Exercise objective: Please write out the entries below word for word, from the first one through the line containing "column 588, row 432", both ends included. Leave out the pictures.

Data shown:
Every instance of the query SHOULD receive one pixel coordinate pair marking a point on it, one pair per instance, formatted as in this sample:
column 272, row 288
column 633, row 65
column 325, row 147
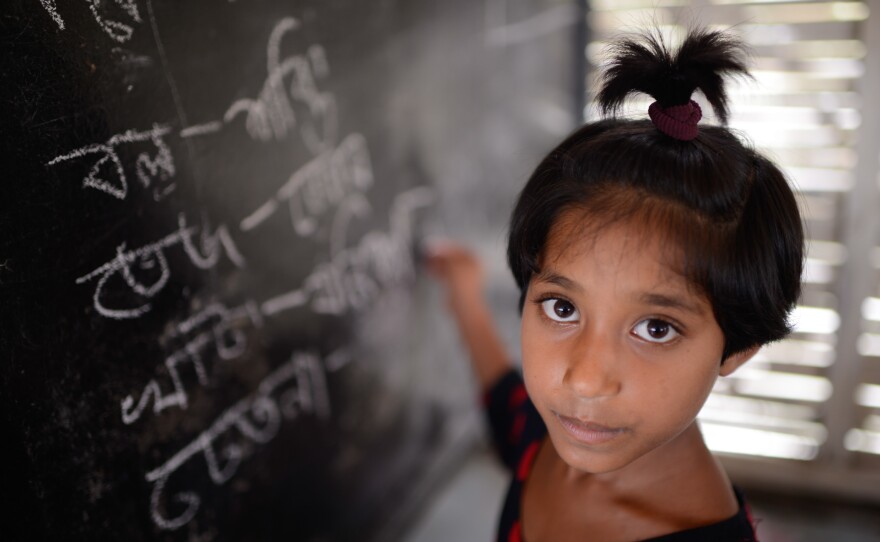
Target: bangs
column 692, row 245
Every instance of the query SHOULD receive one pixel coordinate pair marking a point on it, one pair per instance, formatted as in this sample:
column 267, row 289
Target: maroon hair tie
column 678, row 121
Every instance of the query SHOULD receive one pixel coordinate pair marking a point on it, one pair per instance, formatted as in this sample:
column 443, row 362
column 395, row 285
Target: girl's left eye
column 656, row 331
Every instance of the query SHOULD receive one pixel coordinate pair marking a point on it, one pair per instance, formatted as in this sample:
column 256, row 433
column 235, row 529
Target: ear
column 734, row 361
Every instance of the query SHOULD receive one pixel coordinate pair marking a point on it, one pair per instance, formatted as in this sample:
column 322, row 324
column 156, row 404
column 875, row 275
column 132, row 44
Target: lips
column 588, row 432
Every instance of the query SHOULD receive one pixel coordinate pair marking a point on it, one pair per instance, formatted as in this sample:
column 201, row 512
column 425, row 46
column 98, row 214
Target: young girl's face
column 619, row 353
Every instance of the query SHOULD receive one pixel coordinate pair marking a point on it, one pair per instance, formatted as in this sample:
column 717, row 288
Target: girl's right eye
column 559, row 310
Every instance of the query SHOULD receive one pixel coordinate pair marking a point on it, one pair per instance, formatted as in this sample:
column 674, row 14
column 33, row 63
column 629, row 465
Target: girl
column 653, row 256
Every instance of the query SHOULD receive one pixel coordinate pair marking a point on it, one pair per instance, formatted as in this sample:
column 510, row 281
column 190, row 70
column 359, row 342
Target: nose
column 594, row 366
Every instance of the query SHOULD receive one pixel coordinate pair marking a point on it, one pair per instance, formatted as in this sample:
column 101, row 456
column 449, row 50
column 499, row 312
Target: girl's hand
column 458, row 270
column 461, row 273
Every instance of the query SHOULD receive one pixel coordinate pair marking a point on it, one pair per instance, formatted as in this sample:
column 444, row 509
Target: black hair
column 727, row 208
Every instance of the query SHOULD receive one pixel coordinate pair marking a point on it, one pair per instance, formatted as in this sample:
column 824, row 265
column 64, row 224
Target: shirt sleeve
column 513, row 421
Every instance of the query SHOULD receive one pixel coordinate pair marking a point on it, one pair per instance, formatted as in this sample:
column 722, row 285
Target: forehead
column 619, row 243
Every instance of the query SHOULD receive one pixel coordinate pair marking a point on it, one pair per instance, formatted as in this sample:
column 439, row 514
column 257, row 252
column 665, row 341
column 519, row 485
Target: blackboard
column 214, row 325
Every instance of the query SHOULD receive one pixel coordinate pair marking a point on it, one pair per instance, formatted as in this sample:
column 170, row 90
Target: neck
column 673, row 460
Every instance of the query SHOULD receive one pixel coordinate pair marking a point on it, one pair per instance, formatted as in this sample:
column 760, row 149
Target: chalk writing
column 49, row 5
column 271, row 115
column 319, row 185
column 202, row 129
column 298, row 387
column 225, row 336
column 118, row 31
column 152, row 264
column 148, row 168
column 354, row 276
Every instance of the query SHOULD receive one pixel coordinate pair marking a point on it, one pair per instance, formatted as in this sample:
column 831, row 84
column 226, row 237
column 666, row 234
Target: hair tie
column 678, row 121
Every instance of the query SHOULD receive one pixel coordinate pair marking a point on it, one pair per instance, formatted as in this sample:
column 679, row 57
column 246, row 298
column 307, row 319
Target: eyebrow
column 559, row 280
column 661, row 300
column 648, row 298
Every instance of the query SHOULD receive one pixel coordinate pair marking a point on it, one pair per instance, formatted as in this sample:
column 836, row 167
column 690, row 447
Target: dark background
column 457, row 97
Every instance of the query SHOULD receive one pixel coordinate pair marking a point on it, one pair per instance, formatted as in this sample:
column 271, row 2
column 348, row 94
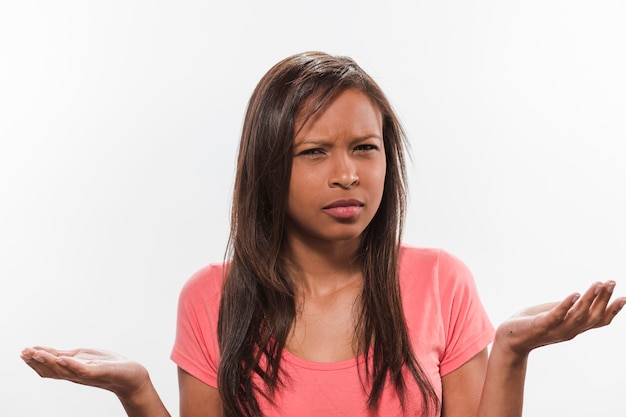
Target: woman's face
column 338, row 171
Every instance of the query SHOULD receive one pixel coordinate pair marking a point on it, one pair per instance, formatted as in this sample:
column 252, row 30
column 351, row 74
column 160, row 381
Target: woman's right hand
column 96, row 368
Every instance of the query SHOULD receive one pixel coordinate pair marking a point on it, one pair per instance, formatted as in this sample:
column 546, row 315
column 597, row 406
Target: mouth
column 344, row 209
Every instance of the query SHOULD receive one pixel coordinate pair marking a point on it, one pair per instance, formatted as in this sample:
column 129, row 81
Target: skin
column 338, row 155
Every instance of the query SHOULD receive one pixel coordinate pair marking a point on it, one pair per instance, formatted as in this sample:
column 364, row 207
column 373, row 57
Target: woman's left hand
column 559, row 321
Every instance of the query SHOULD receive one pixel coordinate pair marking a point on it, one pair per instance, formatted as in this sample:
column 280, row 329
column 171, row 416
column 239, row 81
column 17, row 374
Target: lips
column 344, row 209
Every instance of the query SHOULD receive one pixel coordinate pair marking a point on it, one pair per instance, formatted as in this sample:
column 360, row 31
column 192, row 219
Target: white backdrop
column 118, row 128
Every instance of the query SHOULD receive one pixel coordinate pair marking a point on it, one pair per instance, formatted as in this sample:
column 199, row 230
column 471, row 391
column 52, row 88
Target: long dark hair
column 258, row 304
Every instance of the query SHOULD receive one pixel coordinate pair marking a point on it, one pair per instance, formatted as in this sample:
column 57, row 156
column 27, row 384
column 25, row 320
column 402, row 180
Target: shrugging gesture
column 101, row 369
column 534, row 327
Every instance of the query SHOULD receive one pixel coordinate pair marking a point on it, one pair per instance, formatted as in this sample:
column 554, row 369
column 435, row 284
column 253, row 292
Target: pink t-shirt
column 445, row 317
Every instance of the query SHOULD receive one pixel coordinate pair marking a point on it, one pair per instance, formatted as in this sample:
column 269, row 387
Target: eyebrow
column 316, row 141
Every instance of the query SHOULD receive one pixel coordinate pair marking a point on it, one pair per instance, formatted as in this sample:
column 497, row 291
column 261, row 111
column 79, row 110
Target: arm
column 128, row 380
column 538, row 326
column 462, row 387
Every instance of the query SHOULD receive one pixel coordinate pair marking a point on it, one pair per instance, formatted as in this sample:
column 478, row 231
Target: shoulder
column 415, row 260
column 205, row 283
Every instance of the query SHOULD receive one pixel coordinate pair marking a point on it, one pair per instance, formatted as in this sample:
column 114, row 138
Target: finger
column 611, row 311
column 598, row 309
column 559, row 311
column 579, row 312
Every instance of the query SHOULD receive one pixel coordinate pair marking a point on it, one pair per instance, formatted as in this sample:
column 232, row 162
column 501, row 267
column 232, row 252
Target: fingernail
column 610, row 287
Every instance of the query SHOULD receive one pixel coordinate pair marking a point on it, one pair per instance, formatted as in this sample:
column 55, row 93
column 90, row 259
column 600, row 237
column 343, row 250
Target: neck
column 323, row 267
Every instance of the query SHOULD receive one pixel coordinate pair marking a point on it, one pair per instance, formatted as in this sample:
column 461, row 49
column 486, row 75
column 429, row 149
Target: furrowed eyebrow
column 314, row 141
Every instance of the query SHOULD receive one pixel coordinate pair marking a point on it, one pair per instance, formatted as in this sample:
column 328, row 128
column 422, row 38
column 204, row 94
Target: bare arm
column 461, row 388
column 503, row 391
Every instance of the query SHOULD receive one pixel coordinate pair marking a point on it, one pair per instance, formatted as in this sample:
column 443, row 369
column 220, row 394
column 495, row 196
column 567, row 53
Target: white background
column 119, row 122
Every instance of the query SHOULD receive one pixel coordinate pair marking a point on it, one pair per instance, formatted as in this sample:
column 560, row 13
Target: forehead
column 348, row 111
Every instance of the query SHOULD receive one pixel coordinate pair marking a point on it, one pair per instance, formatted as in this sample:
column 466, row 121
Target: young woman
column 320, row 310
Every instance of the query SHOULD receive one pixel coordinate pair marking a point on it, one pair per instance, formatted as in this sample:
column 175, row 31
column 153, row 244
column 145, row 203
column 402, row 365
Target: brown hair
column 258, row 304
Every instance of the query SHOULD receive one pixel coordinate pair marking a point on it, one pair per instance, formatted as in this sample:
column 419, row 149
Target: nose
column 344, row 173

Answer below:
Every instance of the query SHOULD receive one pixel coordinate pair marking a point on it, one pair per instance, formatted as in this sample:
column 272, row 288
column 633, row 65
column 325, row 147
Target: bangs
column 692, row 245
Every instance of the query SHOULD receive one pixel coordinate pair marking a point on it, one pair per instance, formatted as in this sample:
column 267, row 289
Target: maroon hair tie
column 678, row 121
Every instance of the query SHOULD receive one pixel coordinate pair marking a point on it, one pair per instance, formatted as in this sample:
column 443, row 362
column 395, row 285
Target: girl's left eye
column 656, row 331
Every instance of the query SHOULD receive one pixel coordinate pair marking a point on it, one pair per instance, formatted as in this sample:
column 256, row 433
column 235, row 529
Target: ear
column 734, row 361
Every instance of the query SHOULD receive one pixel coordinate pair marking a point on it, one pair per instance, formatted as in this sample:
column 322, row 324
column 156, row 404
column 875, row 275
column 132, row 44
Target: lips
column 588, row 432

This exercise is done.